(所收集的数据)
┌──

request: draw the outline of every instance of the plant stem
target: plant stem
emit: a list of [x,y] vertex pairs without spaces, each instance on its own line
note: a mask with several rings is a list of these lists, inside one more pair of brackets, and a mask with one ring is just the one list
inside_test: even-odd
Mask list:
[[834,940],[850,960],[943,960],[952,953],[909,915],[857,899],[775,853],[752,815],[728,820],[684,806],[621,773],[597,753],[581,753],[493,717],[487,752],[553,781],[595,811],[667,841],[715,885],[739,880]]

└──

给定任务: 将上述数据从开头至含有“emit: a list”的那一行一字不改地原样给出，首尾两行均包括在内。

完整答案:
request: draw the outline of every instance of the plant stem
target: plant stem
emit: a list of [x,y] vertex pairs without spaces, each instance on its own line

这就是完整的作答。